PROBLEM A:
How high above sea level does Sri Pada rise, according to the passage on the Kandy procession and Sri Pada?
PROBLEM B:
Continue the passage on the Kandy procession and Sri Pada from its last sentence.

As an ancient cannon booms from the Temple of the Tooth and echoes from the surrounding hills, the procession begins. Crackers split the air with the snapping of whips and the long procession of elephants and men begin its traditional journey through the city of Kandy.
Riding proudly on the first elephant is the Temple Registrar who bears in his hand a scroll which in ancient times had the seal of the King's permission. He is followed by dancers, drummers and torch bearers. As the flames of the torch bearers dance in the night winds, the sinewy bodies of the dancers leap to the rhythm of the famous Kandyan drums. Then come the elephants richly caparisoned and carrying on their backs proud Kandyan Chief wearing the ceremonial garb of their ancestors. Among them are the guardians of the four shrines devoted to the Deities Natha, Mahavishnu, Kataragama and Pattini. These dignitaries are preceded by the most magnificent elephant of all - the tusker belonging to the Temple of the Tooth. He strides in slow majestic dignity over a carpet of white linen, the jeweled trappings on his body sparkling with the reflection from the torches. He bears on his back, the jeweled casket containing the Sacred Tooth Relic of the Buddha. (more about Perahera and Kandy)
Sri Pada
Few mountains in the world have attracted as many pilgrims as Sri Pada (Sacred Footprint). Situated off Ratnapura, the city of gems, it soars to a height of 7000 feet above sea level. But this great altitude has not deterred millions of Buddhists, Muslims, Hindus and eastern Christians from climbing its dizzy heights to pay their humble homage at a sacred footprint.
According to Buddhists, this footprint is that of the Lord Buddha who visited the peak of the invitation of its guardian deity. To the Christians it is that of St. Thomas, and to the Muslims it is that of the first created man, Adam, spent his exile from the Garden of Eden on this mountain; and to the Hindus it is that of Shiva.

GIVEN RECORDS:
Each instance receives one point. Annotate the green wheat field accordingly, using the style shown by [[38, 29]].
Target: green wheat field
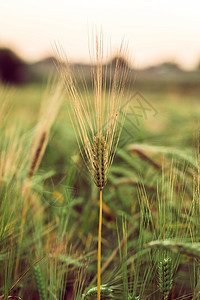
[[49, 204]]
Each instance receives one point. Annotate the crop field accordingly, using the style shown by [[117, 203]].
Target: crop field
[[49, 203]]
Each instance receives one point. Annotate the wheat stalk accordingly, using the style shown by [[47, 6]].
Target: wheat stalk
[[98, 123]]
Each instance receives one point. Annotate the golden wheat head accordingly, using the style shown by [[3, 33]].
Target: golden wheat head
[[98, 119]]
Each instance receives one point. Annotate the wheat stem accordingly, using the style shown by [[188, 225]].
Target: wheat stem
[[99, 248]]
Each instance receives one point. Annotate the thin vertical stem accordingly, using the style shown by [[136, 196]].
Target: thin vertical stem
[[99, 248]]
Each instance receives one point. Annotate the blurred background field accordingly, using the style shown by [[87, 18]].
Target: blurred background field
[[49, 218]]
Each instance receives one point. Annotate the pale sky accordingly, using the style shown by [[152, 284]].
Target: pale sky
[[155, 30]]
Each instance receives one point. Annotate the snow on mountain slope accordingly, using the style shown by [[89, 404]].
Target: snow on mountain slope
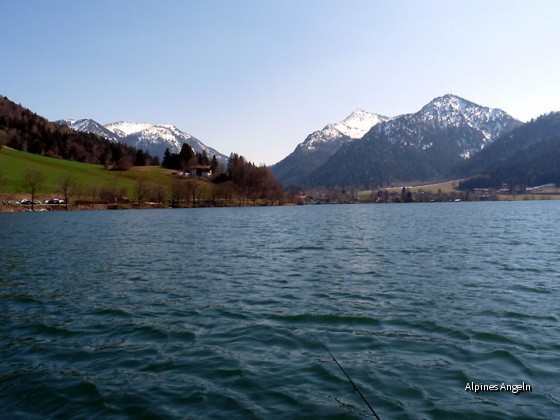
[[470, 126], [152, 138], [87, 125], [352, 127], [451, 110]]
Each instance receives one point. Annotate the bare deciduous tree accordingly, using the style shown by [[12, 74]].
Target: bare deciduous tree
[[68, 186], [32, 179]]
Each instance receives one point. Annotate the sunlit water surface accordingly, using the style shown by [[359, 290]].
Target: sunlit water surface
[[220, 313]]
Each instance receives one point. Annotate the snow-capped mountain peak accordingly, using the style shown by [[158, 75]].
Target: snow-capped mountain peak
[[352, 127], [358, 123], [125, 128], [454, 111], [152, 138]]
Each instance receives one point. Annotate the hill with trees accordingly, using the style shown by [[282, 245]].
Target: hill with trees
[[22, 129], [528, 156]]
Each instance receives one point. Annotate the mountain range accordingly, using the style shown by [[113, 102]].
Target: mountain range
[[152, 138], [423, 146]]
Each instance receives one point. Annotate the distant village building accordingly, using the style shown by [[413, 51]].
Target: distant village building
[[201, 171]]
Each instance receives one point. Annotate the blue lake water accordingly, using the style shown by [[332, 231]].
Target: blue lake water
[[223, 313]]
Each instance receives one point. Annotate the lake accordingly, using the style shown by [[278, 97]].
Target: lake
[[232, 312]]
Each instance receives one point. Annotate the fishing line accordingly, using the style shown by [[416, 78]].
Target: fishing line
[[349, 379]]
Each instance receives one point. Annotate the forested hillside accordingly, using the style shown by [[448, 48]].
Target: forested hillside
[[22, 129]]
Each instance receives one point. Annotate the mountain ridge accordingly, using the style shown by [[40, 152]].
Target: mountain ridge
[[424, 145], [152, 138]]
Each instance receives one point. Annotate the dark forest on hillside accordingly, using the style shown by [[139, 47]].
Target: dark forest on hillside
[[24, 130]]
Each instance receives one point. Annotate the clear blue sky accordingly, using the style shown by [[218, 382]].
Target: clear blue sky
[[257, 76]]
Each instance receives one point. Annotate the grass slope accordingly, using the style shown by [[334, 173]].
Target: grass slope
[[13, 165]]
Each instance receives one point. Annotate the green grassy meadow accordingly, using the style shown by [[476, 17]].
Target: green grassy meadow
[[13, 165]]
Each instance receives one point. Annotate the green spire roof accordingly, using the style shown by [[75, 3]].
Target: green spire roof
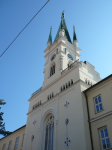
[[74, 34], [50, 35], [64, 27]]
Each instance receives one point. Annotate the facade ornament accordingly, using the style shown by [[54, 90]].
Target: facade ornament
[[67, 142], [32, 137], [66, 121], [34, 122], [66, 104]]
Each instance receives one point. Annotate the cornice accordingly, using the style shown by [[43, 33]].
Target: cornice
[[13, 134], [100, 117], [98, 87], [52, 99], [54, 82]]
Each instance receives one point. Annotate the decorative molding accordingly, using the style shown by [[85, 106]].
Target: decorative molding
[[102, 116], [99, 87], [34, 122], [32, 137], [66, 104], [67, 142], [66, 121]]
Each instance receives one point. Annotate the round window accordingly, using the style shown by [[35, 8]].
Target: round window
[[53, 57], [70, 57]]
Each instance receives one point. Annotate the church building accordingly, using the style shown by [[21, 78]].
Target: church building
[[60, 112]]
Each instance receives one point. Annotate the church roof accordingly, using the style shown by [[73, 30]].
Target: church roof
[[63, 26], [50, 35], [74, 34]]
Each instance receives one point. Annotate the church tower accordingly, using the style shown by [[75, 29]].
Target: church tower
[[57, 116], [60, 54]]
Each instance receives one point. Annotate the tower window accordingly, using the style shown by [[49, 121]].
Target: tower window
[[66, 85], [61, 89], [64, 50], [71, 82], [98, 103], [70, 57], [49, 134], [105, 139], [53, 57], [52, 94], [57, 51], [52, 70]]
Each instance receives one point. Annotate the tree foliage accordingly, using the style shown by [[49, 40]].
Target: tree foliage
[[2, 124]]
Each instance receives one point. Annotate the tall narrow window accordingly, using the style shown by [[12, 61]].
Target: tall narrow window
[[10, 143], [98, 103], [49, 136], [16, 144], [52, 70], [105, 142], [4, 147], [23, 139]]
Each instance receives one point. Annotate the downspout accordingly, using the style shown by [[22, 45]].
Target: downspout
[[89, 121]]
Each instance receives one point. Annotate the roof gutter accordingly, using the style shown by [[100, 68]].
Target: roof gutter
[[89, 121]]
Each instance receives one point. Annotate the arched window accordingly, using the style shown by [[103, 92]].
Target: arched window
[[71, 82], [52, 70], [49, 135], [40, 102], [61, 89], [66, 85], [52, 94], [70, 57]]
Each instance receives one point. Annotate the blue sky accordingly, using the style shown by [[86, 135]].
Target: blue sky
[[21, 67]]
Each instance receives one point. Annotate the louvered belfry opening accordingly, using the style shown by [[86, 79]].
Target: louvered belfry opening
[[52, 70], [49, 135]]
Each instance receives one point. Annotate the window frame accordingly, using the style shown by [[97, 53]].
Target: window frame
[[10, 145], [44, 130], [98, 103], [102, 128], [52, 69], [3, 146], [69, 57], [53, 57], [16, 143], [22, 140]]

TASK RESPONSE A:
7000 feet

TASK RESPONSE B:
Hallowed by centuries, Sri Pada is a place not only for the pilgrim but for anyone who would like to see nature at its inspiring best; who would like to see the sun emerging from its distant bed of ocean and clouds to literally dance upon the heavens like some flaming god, in an optical illusion famed the world over for its magnificence; a vision of beauty which would challenge the skill of the most sensitive poet.
Kataragama
To the south of Sri Lanka, in the heart of the forest of Kataragama is a shrine devoted to Skanda, the Hindu God of War and consort Valli. The romantic union of this God and Goddess is commemorated annually in July/August with a mighty procession of elephants and Kavadi dancers who bear on their shoulders, the Kavadi or plums of the peacock, a bird sacred to Skanda.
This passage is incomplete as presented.